Segment Open
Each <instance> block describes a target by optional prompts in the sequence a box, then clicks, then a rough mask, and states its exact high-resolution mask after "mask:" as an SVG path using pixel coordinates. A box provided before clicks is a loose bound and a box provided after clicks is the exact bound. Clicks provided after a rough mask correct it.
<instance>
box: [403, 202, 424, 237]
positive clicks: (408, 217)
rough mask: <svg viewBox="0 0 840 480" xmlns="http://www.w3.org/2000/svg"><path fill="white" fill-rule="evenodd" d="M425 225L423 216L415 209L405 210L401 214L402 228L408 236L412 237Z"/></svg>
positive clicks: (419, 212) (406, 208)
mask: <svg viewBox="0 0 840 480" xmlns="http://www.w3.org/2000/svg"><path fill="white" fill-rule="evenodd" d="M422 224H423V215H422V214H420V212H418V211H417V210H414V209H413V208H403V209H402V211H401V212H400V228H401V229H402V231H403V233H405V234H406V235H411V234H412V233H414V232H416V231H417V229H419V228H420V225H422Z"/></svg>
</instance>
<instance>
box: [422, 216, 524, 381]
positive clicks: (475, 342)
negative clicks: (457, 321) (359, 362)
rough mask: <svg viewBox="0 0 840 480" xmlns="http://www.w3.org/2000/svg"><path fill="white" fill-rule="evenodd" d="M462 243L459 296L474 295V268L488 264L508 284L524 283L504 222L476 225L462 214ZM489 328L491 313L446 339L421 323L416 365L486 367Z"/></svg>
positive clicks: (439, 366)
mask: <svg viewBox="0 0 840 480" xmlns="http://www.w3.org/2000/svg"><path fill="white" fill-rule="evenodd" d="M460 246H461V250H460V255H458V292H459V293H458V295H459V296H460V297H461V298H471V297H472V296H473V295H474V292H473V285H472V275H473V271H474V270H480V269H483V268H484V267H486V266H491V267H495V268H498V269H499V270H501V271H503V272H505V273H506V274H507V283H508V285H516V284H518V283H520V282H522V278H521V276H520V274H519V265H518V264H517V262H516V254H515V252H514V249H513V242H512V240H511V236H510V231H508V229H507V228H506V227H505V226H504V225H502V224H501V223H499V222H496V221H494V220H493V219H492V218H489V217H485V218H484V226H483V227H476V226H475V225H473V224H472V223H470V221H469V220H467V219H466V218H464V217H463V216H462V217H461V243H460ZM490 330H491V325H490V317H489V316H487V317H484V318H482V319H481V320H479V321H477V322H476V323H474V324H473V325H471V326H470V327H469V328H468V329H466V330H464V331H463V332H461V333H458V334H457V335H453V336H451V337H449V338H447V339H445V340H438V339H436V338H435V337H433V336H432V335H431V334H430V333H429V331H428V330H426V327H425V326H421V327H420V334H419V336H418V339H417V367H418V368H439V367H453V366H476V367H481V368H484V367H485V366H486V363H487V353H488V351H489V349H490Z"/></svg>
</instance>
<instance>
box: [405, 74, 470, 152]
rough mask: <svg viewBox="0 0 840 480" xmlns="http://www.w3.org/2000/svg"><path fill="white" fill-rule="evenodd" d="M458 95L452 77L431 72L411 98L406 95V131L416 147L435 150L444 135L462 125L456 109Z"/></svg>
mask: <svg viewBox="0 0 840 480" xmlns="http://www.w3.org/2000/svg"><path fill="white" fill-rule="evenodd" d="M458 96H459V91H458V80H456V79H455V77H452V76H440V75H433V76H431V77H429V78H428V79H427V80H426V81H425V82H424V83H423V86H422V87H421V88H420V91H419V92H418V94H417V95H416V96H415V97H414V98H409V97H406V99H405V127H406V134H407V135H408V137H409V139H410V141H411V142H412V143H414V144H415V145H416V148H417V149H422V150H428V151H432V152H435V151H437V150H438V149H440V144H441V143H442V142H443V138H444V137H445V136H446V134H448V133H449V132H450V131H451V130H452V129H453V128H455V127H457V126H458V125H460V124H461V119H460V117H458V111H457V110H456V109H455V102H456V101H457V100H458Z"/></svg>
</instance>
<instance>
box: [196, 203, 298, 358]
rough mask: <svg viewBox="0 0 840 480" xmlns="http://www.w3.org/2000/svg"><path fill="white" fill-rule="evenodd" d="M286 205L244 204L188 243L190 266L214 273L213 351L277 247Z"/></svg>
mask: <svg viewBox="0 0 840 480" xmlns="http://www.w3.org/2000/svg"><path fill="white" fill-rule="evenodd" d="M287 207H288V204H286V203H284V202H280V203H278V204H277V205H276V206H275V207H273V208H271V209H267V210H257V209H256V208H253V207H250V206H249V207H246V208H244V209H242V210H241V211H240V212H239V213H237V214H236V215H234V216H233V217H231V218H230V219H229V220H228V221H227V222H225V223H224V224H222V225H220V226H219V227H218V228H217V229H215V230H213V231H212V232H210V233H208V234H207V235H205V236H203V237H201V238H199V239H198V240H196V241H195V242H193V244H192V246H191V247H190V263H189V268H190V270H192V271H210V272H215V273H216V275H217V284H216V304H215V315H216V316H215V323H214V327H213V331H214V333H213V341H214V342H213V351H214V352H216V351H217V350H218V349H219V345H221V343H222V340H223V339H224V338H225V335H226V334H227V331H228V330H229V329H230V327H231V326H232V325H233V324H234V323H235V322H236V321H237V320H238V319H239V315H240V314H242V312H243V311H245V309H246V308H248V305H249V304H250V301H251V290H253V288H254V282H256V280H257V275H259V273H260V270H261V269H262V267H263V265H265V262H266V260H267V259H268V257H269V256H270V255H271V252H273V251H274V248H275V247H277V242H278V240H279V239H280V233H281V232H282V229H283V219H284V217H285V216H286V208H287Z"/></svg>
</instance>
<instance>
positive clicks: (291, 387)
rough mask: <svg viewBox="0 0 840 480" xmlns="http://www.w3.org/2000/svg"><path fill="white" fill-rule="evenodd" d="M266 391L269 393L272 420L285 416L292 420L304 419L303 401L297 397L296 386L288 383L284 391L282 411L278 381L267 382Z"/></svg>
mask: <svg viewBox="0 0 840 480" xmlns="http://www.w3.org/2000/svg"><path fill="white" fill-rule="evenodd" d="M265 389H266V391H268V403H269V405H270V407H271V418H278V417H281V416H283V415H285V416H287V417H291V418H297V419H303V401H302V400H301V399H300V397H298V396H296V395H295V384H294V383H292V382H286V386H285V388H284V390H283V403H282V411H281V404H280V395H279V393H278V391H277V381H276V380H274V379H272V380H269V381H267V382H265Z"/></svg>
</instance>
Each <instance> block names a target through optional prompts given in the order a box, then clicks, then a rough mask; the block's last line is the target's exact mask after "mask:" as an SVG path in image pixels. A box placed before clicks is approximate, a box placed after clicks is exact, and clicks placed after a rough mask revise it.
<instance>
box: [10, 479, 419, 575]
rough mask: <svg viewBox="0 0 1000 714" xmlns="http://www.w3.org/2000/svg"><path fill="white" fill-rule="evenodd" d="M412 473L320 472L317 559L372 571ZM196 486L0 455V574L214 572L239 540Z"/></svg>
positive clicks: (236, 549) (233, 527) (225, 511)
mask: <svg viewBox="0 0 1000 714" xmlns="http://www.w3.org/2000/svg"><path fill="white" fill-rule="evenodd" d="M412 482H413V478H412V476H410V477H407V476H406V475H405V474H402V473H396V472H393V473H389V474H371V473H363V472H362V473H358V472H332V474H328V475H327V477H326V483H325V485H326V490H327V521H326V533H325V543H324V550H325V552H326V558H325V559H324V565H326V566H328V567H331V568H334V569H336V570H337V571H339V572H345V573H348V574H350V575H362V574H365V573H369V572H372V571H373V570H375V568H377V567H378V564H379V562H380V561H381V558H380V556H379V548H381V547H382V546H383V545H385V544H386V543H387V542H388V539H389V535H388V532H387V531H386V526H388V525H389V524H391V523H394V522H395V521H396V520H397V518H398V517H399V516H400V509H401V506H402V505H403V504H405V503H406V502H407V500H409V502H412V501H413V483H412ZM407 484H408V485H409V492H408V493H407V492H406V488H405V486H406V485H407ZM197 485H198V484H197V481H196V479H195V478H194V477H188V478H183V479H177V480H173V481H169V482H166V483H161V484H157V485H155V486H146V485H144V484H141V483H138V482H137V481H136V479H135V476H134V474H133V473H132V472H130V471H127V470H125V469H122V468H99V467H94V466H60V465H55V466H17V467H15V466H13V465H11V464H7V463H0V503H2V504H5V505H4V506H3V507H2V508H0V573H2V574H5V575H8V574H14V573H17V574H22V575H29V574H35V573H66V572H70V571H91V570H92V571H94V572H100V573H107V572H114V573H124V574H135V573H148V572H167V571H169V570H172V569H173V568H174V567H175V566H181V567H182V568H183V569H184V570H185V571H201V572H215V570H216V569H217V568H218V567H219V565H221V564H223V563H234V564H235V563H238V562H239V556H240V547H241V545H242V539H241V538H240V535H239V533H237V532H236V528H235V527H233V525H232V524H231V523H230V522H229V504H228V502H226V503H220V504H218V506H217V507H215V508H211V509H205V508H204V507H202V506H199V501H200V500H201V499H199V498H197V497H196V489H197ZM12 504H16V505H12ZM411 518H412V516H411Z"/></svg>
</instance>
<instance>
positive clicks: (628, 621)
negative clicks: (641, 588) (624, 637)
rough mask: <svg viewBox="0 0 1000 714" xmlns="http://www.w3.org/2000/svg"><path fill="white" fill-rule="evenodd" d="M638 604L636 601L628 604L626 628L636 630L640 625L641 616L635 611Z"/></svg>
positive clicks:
Segment Closed
**WHAT IS REQUIRED:** Retype the records without any changes, from the very first line through the line that contains "225L423 216L415 209L405".

**RESPONSE BELOW:**
Each <instance> block describes a target by optional prompts in the sequence a box, then clicks, then a rough mask, and states its exact high-resolution mask after "mask:" as an SVG path using pixel coordinates. A box provided before clicks is a loose bound and a box provided after clicks is the exact bound. Clicks provided after a rough mask correct it.
<instance>
box: [403, 202, 424, 237]
positive clicks: (408, 217)
rough mask: <svg viewBox="0 0 840 480" xmlns="http://www.w3.org/2000/svg"><path fill="white" fill-rule="evenodd" d="M425 225L423 216L415 209L405 210L401 214L402 228L408 236L412 237Z"/></svg>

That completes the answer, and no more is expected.